* **Exercise text**:
========================================================================

Member of the Scottish Parliament for Edinburgh and Lothians East (1 of 7 Regional MSPs)
- Incumbent
- Assumed office 7 May 2026

Personal details
- Born: 1 January 1982 (age 44)
- Party: Scottish Greens

= Kate Nevens =

Scottish politician (born 1982)

Kate Nevens (born 1 January 1982) is a Scottish politician who has served as a Member of the Scottish Parliament for Edinburgh and Lothians East since May 2026. She is a member of the Scottish Greens.

== Biography ==
Kate Nevens was born on 1 January 1982.

Before her election as MSP, Nevens was the Scottish Green candidate for Corstorphine/Murrayfield ward in the 2017 City of Edinburgh Council election, and lost on the 5th count. She was then placed third on the party's list for the Lothian electoral region at the 2021 Scottish Parliament, and subsequently did not win a seat. She was also the party's candidate for Edinburgh South at the 2019 UK General Election, coming in 5th place with 1,357 votes.

========================================================================

* **Point-per-instance localization entries**:
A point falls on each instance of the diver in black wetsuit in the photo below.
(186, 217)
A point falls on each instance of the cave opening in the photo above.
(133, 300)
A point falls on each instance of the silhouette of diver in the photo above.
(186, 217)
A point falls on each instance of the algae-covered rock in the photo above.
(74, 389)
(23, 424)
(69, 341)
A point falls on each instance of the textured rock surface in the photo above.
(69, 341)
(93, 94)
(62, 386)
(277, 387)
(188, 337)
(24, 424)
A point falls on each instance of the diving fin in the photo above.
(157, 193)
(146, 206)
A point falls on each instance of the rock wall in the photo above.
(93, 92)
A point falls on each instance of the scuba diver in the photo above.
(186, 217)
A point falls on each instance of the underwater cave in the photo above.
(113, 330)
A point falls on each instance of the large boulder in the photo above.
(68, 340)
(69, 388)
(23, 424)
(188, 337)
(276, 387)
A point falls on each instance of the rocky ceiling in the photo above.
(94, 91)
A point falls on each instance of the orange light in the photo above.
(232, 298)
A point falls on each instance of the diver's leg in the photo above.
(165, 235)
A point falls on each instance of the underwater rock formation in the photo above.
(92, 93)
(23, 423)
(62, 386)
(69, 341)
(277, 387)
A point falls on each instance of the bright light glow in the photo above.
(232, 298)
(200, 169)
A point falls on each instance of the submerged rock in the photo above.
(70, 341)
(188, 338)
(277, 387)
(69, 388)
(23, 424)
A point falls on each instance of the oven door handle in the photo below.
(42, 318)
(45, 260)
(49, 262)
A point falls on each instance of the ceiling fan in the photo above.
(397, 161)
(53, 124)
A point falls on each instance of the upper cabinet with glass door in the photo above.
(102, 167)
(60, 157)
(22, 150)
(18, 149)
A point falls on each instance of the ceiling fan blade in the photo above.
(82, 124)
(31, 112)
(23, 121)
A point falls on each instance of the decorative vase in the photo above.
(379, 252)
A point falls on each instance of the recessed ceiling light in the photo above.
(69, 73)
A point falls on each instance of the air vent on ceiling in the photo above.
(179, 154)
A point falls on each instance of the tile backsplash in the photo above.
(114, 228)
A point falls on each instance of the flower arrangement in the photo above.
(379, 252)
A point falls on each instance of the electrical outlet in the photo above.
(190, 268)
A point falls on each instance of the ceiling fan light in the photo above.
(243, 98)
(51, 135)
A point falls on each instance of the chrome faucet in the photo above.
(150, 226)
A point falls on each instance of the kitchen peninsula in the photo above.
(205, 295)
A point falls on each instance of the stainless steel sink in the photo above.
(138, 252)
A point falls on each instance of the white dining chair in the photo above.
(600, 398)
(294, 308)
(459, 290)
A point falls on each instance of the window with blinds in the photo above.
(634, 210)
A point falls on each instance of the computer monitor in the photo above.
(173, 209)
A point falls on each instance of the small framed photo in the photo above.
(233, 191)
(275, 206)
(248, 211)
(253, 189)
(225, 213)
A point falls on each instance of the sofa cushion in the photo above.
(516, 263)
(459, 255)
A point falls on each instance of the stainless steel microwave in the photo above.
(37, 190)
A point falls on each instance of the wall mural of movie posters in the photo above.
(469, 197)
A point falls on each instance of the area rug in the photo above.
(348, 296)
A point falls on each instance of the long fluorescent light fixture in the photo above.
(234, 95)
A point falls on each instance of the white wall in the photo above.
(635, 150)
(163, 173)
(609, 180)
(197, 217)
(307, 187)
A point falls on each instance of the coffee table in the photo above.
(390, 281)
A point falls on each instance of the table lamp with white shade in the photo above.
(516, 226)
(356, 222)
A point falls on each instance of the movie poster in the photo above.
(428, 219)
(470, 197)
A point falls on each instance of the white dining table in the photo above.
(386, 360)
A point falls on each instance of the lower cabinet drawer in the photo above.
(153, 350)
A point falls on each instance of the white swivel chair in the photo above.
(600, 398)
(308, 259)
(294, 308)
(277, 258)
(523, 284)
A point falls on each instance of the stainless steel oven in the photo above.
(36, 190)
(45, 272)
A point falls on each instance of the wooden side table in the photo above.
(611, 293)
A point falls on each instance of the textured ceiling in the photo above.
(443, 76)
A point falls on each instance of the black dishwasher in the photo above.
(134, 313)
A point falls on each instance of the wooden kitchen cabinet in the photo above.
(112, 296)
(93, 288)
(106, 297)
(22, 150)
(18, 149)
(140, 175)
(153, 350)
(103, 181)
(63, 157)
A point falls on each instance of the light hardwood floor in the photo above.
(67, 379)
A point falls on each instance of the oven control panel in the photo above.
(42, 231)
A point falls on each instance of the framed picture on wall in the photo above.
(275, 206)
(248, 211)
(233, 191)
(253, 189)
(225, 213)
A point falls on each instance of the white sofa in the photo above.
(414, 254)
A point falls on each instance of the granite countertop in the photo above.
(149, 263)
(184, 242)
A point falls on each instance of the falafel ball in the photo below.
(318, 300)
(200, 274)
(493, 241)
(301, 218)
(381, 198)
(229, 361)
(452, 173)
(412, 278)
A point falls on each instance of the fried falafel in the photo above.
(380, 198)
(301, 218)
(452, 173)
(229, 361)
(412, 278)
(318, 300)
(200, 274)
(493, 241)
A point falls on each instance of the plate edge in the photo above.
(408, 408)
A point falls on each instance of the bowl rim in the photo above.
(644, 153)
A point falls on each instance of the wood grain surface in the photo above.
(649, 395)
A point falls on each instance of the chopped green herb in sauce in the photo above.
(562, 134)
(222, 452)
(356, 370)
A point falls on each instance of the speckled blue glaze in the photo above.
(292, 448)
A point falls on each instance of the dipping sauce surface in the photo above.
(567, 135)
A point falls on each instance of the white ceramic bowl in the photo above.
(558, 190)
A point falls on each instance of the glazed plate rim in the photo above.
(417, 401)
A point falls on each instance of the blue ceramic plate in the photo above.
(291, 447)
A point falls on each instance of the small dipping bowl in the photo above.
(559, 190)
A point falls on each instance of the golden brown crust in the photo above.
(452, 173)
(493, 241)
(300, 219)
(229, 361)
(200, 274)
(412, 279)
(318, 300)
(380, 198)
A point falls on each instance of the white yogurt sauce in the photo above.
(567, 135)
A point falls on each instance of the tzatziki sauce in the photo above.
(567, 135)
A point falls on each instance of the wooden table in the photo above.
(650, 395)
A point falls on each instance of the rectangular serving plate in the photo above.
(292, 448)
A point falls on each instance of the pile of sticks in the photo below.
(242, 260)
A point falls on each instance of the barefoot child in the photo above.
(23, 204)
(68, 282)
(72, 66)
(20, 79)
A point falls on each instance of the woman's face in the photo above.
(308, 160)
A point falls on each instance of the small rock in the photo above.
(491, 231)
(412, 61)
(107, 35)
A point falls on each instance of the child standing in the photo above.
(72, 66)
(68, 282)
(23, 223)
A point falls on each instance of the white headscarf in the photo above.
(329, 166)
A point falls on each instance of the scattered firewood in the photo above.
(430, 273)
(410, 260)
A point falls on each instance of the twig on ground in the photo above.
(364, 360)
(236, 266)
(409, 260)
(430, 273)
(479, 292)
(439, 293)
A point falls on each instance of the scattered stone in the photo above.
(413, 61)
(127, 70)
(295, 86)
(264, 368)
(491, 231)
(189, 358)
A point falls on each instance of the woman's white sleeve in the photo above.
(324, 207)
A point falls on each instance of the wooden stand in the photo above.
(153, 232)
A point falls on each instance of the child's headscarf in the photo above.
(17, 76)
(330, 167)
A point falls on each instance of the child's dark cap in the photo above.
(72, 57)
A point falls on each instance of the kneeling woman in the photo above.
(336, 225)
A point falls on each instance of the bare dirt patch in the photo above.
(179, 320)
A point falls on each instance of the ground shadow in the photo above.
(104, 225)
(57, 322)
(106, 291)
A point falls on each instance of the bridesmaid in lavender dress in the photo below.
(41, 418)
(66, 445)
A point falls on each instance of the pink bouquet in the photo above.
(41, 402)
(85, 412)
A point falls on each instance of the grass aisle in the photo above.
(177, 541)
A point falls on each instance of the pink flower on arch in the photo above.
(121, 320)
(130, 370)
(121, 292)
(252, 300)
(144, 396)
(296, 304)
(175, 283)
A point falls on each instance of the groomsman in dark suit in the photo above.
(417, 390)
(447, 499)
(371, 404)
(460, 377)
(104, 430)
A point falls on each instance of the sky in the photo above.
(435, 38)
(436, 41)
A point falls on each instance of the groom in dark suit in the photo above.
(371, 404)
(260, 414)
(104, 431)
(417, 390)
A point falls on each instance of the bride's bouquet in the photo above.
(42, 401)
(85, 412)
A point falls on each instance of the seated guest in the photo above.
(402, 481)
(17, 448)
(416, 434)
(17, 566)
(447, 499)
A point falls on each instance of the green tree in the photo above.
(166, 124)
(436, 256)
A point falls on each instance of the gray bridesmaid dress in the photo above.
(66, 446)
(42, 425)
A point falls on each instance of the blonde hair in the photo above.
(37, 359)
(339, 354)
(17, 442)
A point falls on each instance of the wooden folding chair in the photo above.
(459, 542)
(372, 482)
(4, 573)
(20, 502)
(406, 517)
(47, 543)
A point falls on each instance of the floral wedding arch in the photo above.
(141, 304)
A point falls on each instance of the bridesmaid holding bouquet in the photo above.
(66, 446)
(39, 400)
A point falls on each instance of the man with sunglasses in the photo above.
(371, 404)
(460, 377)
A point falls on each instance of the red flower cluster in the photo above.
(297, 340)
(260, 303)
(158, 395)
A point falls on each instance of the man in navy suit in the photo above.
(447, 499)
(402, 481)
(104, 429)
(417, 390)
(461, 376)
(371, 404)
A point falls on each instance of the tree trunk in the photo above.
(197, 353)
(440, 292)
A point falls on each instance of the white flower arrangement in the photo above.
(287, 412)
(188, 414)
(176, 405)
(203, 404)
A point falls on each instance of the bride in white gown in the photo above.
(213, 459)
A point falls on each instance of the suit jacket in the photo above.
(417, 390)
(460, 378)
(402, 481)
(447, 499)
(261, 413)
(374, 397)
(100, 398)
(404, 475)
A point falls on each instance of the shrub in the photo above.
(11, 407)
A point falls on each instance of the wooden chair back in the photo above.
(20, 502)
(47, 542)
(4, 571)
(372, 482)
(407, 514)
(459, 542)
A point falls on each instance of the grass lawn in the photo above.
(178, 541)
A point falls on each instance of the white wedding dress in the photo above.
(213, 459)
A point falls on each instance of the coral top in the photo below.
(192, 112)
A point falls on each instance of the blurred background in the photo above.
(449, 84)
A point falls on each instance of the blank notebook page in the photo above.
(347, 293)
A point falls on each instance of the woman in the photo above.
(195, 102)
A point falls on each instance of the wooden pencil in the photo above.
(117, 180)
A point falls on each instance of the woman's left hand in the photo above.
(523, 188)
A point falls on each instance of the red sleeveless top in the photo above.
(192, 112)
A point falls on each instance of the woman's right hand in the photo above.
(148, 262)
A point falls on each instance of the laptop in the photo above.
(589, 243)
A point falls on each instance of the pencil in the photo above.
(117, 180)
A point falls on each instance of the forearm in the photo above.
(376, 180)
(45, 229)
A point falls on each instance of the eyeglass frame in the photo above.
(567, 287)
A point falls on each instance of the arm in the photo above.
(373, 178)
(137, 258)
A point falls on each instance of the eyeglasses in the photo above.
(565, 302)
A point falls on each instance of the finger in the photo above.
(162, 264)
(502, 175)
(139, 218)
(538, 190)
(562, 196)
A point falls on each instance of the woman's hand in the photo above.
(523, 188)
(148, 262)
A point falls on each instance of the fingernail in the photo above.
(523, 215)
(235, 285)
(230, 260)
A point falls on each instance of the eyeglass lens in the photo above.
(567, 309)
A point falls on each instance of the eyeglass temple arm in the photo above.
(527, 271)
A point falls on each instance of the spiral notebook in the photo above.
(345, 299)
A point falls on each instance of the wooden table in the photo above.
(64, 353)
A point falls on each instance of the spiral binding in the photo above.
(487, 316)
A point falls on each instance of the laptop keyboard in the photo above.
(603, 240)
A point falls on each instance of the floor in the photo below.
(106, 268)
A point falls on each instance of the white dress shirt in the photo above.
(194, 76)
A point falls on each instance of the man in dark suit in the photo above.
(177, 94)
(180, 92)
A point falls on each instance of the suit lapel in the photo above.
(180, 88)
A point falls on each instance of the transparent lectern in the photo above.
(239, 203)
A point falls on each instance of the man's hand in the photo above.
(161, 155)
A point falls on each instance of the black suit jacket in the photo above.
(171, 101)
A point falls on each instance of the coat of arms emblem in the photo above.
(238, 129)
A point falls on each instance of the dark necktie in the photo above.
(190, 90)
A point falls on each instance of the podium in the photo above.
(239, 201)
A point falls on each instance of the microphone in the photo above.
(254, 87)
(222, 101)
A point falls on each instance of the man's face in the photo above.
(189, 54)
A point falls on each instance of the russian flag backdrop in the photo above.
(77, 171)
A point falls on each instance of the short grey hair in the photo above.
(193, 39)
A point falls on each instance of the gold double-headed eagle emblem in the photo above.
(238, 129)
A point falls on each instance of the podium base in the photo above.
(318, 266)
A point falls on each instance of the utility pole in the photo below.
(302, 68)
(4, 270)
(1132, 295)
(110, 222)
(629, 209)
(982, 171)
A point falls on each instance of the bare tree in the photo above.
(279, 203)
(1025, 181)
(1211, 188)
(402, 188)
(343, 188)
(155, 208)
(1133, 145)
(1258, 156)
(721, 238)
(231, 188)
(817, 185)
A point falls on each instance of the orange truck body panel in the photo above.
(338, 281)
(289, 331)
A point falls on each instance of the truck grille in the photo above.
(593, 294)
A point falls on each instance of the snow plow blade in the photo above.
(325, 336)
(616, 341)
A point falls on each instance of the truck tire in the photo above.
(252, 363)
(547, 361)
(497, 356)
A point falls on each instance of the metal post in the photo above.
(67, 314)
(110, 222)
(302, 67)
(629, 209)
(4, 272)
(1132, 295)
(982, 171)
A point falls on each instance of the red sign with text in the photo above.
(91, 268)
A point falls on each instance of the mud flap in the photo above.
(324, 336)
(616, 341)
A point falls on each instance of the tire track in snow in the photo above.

========================================================================

* **Exercise requirements**:
(A) Answer these questions using the article on Kate Nevens:
(i) On what date did she assume office?
(ii) Which ward did she contest in the 2017 City of Edinburgh Council election?
(iii) How many votes did she receive at the 2019 UK General Election?
(B) Extract the stretch of the article on Kate Nevens from "Kate Nevens (born" through "the Scottish Greens.".
(C) Extend the article on Kate Nevens, picking up from where it stops.
The entries play no part in this exercise.

* **Outputs in order**:
(A)
(i) 7 May 2026
(ii) Corstorphine/Murrayfield
(iii) 1,357

(B)
Kate Nevens (born 1 January 1982) is a Scottish politician who has served as a Member of the Scottish Parliament for Edinburgh and Lothians East since May 2026. She is a member of the Scottish Greens.

(C)
Nevens was the second placed candidate on the regional list for Edinburgh and Lothians East in the 2026 Scottish Parliament election. She was elected as a list MSP. During the 2026 election, Nevens stated that she supports prison abolition. She was also the constituency candidate in Edinburgh North Eastern and Leith, placing second.